• **GOAL A**:
Answer these questions from the essay on the Constitutional Law class:
(i) How many social studies units did the narrator still need?
(ii) For what was Zim expelled from school?
(iii) What did Matt say whenever the group had to read a Rehnquist opinion?
• **GOAL B**: Proceed with the essay on the Constitutional Law class, picking up right after its final sentence.

• **SOURCE**:
I've been thinking a lot about the very upsetting Supreme Court ruling last week which essentially made it ok for the police to smash open your door without warning. (Provided they have a warrant. Not that warrants are mattering much in this country anymore, either). But perhaps I'll leave it to Pat
because he's got a law degree and could explain the decision and the implications better than I could. (Would you please?) Suffice to say, this should be keeping you up nights, too.
There is a reason why I am not, perhaps, the best person to comment on matters legal, judicial and/or Constitutional:
I had a college work/study job as a tour guide for the Admissions office. That's how I met Zim, who transferred during my junior year. We became good friends. During the summer between junior and senior year, when we weren't out doing the Hustle or nearly capsizing a tiny boat in Lake Washington, he suggested that I take a Constitutional Law class with him. He was pre-law, I was an English major. There was no good reason for me to take a class in Constitutional Law except that I needed 5 more social studies units and he said it would be like "The Paper Chase". Much as I had a fancy for law, theoretically anyway, I had doubts. "Ah, it's just a lot of reading," Zim said. "You're an English major. You can read".
Within 2 weeks of the start of term Zim dropped the class and a month or so later was kicked out of school for hosting a toga party on campus, with alcohol. (I went to a Christian college so conservative that we couldn't even hold dances on campus). And there I was, surrounded by brilliant pre-law students, reading an average of 3-4 cases a day. And it was
like "The Paper Chase" and Prof. McK...who was vaunted among my peers as the progressive member of the poly sci faculty...was John Housman. He employed the Socratic method and we were to come to class prepared to discuss the case, the decision and all opinions, for and dissenting.
I was quickly swamped. Reading both English and philosophy that year, plus writing papers had me plenty busy. There was neither time nor inclination for all that law stuff. I fell behind, so far behind that Prof. McK. quickly lost interest in my public humiliation. My blushing and stuttering did nothing to advance the academic cause of his real
Two friends, Matt and Bill, took pity and let me into their study group. This owed to their kind nature and the fact that I lived off campus and stocked beer, not for any intellectual contribution I might make. The one thing I will always remember from these sessions is Matt's hatred of then Justice Rehnquist and how, whenever we had to read one of his opinions Matt would say "Rehnquist, pfft" and pretend to spit to ward off evil. Halcyon days.

Picture annotation entries
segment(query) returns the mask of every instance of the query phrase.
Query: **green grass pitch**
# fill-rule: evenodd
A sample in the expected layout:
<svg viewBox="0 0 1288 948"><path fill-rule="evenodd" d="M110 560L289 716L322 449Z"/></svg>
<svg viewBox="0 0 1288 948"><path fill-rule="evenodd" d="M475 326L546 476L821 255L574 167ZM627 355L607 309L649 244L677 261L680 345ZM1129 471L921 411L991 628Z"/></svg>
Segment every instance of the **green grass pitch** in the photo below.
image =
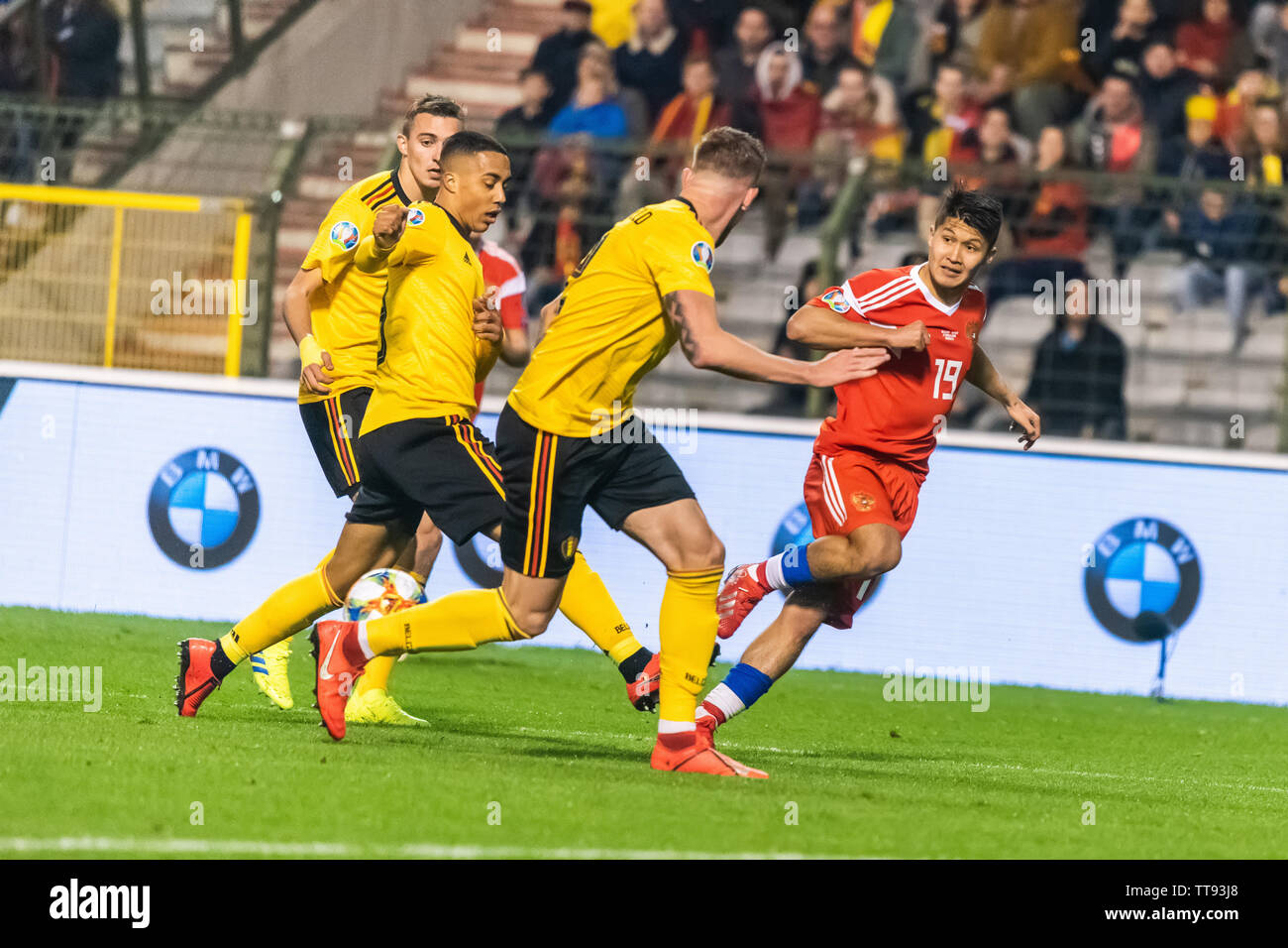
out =
<svg viewBox="0 0 1288 948"><path fill-rule="evenodd" d="M300 636L294 711L238 669L180 718L175 642L222 631L0 609L0 666L103 668L97 713L0 703L0 858L1288 855L1285 708L793 672L720 733L752 782L649 770L656 718L585 650L413 655L393 690L431 725L335 744Z"/></svg>

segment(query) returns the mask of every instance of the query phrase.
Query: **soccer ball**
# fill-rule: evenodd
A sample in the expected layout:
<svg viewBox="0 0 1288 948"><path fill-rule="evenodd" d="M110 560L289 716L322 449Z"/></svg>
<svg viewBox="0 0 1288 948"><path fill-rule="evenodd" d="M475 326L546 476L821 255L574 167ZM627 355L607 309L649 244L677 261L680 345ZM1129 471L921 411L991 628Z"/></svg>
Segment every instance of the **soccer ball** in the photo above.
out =
<svg viewBox="0 0 1288 948"><path fill-rule="evenodd" d="M424 601L425 589L411 573L371 570L349 589L344 601L344 618L349 622L379 619L381 615L419 606Z"/></svg>

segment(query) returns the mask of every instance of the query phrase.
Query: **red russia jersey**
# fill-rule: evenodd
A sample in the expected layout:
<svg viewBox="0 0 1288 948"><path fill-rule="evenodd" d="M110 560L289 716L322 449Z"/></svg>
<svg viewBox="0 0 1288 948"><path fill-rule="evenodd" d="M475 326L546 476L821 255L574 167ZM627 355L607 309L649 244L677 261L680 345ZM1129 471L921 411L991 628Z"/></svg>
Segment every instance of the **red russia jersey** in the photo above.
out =
<svg viewBox="0 0 1288 948"><path fill-rule="evenodd" d="M869 270L810 301L873 326L921 320L930 334L923 352L895 351L876 375L836 387L836 418L823 422L817 453L866 451L926 476L935 435L970 371L984 293L971 285L956 306L944 306L921 282L923 266Z"/></svg>
<svg viewBox="0 0 1288 948"><path fill-rule="evenodd" d="M523 277L519 262L491 240L479 242L479 263L483 266L483 282L496 286L496 302L501 307L501 325L506 329L522 329L528 319L523 308L523 293L528 284ZM474 404L483 397L483 383L474 386Z"/></svg>

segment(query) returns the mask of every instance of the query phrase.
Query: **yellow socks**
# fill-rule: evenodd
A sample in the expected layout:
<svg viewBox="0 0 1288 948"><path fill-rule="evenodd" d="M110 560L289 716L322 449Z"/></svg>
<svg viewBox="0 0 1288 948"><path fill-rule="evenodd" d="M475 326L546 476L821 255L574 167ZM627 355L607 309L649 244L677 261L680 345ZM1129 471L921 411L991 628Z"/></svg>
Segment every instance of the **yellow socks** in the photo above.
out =
<svg viewBox="0 0 1288 948"><path fill-rule="evenodd" d="M580 549L568 570L559 611L585 632L600 651L608 653L613 664L620 666L643 647L613 597L608 595L604 580L590 568Z"/></svg>
<svg viewBox="0 0 1288 948"><path fill-rule="evenodd" d="M692 733L698 694L707 680L716 641L716 593L721 569L667 573L662 593L662 681L658 689L658 731Z"/></svg>
<svg viewBox="0 0 1288 948"><path fill-rule="evenodd" d="M330 558L330 557L327 557ZM326 562L323 560L323 562ZM279 642L340 605L322 566L292 579L219 640L233 664Z"/></svg>
<svg viewBox="0 0 1288 948"><path fill-rule="evenodd" d="M714 609L714 606L712 606ZM363 651L462 651L484 642L527 638L510 615L500 589L453 592L422 606L404 609L358 627Z"/></svg>

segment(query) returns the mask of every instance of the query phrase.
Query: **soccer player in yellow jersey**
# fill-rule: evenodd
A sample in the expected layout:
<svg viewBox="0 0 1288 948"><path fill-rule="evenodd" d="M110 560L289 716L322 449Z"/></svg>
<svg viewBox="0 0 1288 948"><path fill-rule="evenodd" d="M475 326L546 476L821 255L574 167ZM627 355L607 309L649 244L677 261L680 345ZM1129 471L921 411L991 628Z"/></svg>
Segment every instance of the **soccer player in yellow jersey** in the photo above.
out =
<svg viewBox="0 0 1288 948"><path fill-rule="evenodd" d="M439 152L443 142L464 128L462 120L464 110L442 95L422 95L412 103L398 134L398 166L363 178L336 199L286 290L283 316L300 347L300 418L336 497L358 493L361 472L354 444L375 380L376 334L385 294L384 271L357 270L354 250L362 236L371 233L380 208L433 200L442 178ZM398 565L424 583L443 538L425 517L416 539ZM294 706L286 673L290 655L290 638L251 655L251 677L281 708ZM425 724L389 695L393 664L393 659L381 659L367 666L345 708L350 721Z"/></svg>
<svg viewBox="0 0 1288 948"><path fill-rule="evenodd" d="M469 236L471 230L486 231L500 214L510 159L496 139L460 132L443 146L439 161L443 181L434 202L381 209L354 255L363 272L388 267L389 280L358 439L362 486L335 551L218 642L180 642L180 715L194 716L246 655L335 609L337 591L367 570L393 564L424 513L455 543L475 533L501 535L501 467L470 415L474 384L496 362L502 326ZM618 666L631 703L648 709L656 702L658 659L635 640L581 556L568 570L562 607ZM516 631L513 637L523 636ZM344 736L344 707L361 671L322 676L327 707L336 711L326 725L336 739Z"/></svg>
<svg viewBox="0 0 1288 948"><path fill-rule="evenodd" d="M456 592L383 619L318 623L318 708L328 727L343 707L336 680L375 655L544 632L560 595L567 607L589 506L667 571L652 765L765 775L697 744L694 711L716 637L724 547L680 468L631 408L639 380L676 342L702 369L820 387L872 375L889 359L873 348L818 362L781 359L720 328L714 235L724 237L755 199L764 163L764 147L747 133L708 132L684 169L680 196L620 221L581 261L497 424L506 493L501 588Z"/></svg>

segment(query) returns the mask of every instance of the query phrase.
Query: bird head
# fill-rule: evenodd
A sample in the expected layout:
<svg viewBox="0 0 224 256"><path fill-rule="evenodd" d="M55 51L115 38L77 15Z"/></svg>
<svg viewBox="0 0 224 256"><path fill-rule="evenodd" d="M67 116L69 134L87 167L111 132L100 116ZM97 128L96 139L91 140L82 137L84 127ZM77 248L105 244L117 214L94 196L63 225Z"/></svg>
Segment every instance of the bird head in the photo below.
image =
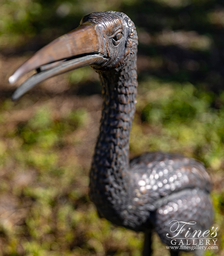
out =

• **TASK RESULT A**:
(i) Five more social studies units.
(ii) For hosting a toga party on campus, with alcohol.
(iii) "Rehnquist, pfft"

• **TASK RESULT B**:
I struggled through that class, retaining only some salient points relative to Marbury v. Madison and Brown v. Board of Education. That's it. I read, in the end, maybe 1/4 of the cases assigned but was too stubborn to drop the class. Idiot.
Comes the final exam. I resignedly take my seat, accepting with a nod the well-intentioned looks of pity tossed my way by Matt and Bill. For the 1000th time I curse Zim, open my blue book and look at the 3 essay questions written on the board. We have 2 hours. Happily, the first question has to do with Marbury v. Madison. Triumph! The other two questions refer to cases only vaguely familiar. I wrote for about 45 minutes on the first question and spent 15 more mining whatever I could relative to the other 2. There was still another hour. The other students were scribbling away like mad. But I couldn't bravo sierra my way through 60 more minutes. I got up, collected my things, and tossed the blue book on Prof. McK's desk. He looked at me, then at the clock and back to me. He said nothing. I shrugged my shoulders, shot him a classic "who cares" look and left the class forever.
I took my Con. Law text book, purchased new for the astronomical amount of $50, and kicked it down the stairs. It hit the landing with a satisfying thump so I kicked it again, all the way down 3 flights of stairs. I kicked it past the Commons and down the sidewalk. Great, swinging kicks. Furious kicks. Gangland style "where's my protection money, punk" kicks. It started to rain and I kept kicking. I kicked the book a full 8 city blocks from campus to my house. I kicked it until the binding started to come loose and pages began to tear and be daubed with mud from my shoe.
My house was up a narrow flight of cement steps so now I began to throw the book, heaving it up over my head and smashing it into the cement. The binding was hanging by a thread. I was home but my wrath was not spent. If anything it was only more intense. I hated Zim, hated the Socratic method, despised Con. Law and loathed myself for making such a poor showing.
I grabbed a lid from the trash can, tossed the tattered book upon it and lit fire to the pages. The book burned for 12 hours. In the morning it was a smoldering heap of ash which was then tossed into the garbage where it rightly belonged. The grass beneath the trash lid was burned in a perfect circle which stayed dead all year, a perfect round totem to my hatred of that class.
Constitutional Law. Pfft.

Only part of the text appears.